Nothing should be left out: output all of the entries exactly.

──────── Input for this task ────────

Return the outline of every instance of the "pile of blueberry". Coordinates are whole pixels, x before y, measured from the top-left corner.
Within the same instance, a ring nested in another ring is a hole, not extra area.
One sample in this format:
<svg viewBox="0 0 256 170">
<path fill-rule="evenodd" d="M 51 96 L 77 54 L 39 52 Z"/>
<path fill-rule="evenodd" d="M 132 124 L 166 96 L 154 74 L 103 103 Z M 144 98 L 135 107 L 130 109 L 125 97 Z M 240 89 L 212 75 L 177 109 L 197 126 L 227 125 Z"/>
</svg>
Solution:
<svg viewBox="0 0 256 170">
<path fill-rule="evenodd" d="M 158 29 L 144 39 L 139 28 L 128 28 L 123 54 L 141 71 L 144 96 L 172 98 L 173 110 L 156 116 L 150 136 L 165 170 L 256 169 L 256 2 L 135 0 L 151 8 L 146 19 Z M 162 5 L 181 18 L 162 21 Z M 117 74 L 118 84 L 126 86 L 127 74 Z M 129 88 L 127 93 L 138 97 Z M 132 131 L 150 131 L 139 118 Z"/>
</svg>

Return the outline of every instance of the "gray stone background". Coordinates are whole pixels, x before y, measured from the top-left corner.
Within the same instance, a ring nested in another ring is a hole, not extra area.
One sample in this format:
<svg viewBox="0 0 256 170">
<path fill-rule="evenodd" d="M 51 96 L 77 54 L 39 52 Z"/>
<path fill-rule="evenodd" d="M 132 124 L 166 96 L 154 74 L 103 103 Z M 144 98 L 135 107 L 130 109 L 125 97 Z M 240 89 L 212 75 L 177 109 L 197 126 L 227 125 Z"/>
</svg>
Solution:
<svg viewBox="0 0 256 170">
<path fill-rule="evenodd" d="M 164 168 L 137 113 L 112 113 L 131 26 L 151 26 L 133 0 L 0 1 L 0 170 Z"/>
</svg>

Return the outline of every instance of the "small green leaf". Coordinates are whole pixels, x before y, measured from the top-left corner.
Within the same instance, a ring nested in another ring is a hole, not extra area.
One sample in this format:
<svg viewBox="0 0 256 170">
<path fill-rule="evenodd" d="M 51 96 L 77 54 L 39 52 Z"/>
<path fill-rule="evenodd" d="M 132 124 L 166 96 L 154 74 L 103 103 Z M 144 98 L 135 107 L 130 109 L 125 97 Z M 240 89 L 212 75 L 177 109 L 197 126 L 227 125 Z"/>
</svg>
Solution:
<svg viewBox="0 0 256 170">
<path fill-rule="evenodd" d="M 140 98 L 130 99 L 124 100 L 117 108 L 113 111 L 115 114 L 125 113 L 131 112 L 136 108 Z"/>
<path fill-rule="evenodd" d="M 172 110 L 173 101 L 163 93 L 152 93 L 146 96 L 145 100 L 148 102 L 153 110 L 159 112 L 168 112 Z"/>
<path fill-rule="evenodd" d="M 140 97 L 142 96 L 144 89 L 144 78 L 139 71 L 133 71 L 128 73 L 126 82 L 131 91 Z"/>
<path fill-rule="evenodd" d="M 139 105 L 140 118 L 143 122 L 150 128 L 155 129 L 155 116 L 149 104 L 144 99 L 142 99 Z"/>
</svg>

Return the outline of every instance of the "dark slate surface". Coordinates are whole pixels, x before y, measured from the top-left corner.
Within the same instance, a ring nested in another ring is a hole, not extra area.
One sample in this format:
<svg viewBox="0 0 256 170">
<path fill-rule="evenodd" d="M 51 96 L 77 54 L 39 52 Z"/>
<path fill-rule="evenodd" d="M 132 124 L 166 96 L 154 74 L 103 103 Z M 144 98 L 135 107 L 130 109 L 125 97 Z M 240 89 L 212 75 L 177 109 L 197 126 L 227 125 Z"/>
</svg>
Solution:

────────

Written response.
Return the outline of every instance of the "pile of blueberry". Coordinates are whole pixels, x before y, measured from the top-left corner.
Within the same instance, a ring nested in another ring is a hole, not extra area.
One sample in this format:
<svg viewBox="0 0 256 170">
<path fill-rule="evenodd" d="M 51 96 L 77 54 L 39 52 Z"/>
<path fill-rule="evenodd" d="M 132 124 L 166 96 L 154 74 L 103 103 Z M 144 98 L 135 107 L 130 109 L 125 97 Z M 240 89 L 212 75 L 177 109 L 197 126 L 227 125 Z"/>
</svg>
Solution:
<svg viewBox="0 0 256 170">
<path fill-rule="evenodd" d="M 158 29 L 144 39 L 139 28 L 128 28 L 123 54 L 141 71 L 144 96 L 172 98 L 173 110 L 156 116 L 150 136 L 165 170 L 256 169 L 256 2 L 135 0 L 151 8 L 146 19 Z M 162 5 L 181 18 L 162 21 Z M 117 74 L 118 84 L 126 86 L 127 74 Z M 129 88 L 127 93 L 138 97 Z M 132 131 L 150 131 L 139 118 Z"/>
</svg>

Return the outline of every instance of the "gray stone background". Coordinates are whole pixels, x before y, measured from the top-left corner.
Within the same instance, a ring nested in another ring is a hole, not extra area.
One sample in this format:
<svg viewBox="0 0 256 170">
<path fill-rule="evenodd" d="M 51 96 L 77 54 L 39 52 Z"/>
<path fill-rule="evenodd" d="M 132 124 L 166 96 L 154 74 L 103 103 Z M 144 98 L 135 107 L 130 109 L 125 97 Z M 240 89 L 212 75 L 177 109 L 197 126 L 227 125 Z"/>
</svg>
Solution:
<svg viewBox="0 0 256 170">
<path fill-rule="evenodd" d="M 164 168 L 137 113 L 112 113 L 131 26 L 151 26 L 133 0 L 0 1 L 0 170 Z"/>
</svg>

Return the outline of every instance of the "small green leaf". Coordinates are whole pixels, x before y, measured from the top-left corner.
Within the same instance, a ring nested in another ring is a hole, not extra area.
One sample in this format:
<svg viewBox="0 0 256 170">
<path fill-rule="evenodd" d="M 51 96 L 77 54 L 39 52 Z"/>
<path fill-rule="evenodd" d="M 132 124 L 166 96 L 154 74 L 103 103 Z M 144 98 L 135 107 L 130 109 L 125 97 Z M 240 89 L 212 75 L 177 109 L 197 126 L 227 125 Z"/>
</svg>
Solution:
<svg viewBox="0 0 256 170">
<path fill-rule="evenodd" d="M 140 98 L 130 99 L 124 100 L 117 108 L 113 111 L 115 114 L 125 113 L 131 112 L 136 108 Z"/>
<path fill-rule="evenodd" d="M 172 110 L 173 101 L 163 93 L 152 93 L 146 96 L 145 100 L 148 102 L 153 110 L 159 112 L 168 112 Z"/>
<path fill-rule="evenodd" d="M 140 97 L 142 96 L 144 89 L 144 78 L 139 71 L 133 71 L 128 73 L 126 82 L 131 91 Z"/>
<path fill-rule="evenodd" d="M 139 105 L 140 118 L 143 122 L 150 128 L 155 129 L 155 116 L 149 104 L 144 99 L 142 99 Z"/>
</svg>

Return the outline of every instance of the "dark slate surface". Coordinates are whole pixels, x before y, measured from the top-left corner.
Within the same instance, a ring nested in another ring is a hole, not extra area.
One sample in this format:
<svg viewBox="0 0 256 170">
<path fill-rule="evenodd" d="M 51 96 L 77 54 L 39 52 Z"/>
<path fill-rule="evenodd" d="M 132 124 L 166 96 L 154 74 L 103 103 Z M 144 98 L 135 107 L 130 109 L 125 97 Z M 240 89 L 212 75 L 177 109 L 197 126 L 227 125 Z"/>
</svg>
Solution:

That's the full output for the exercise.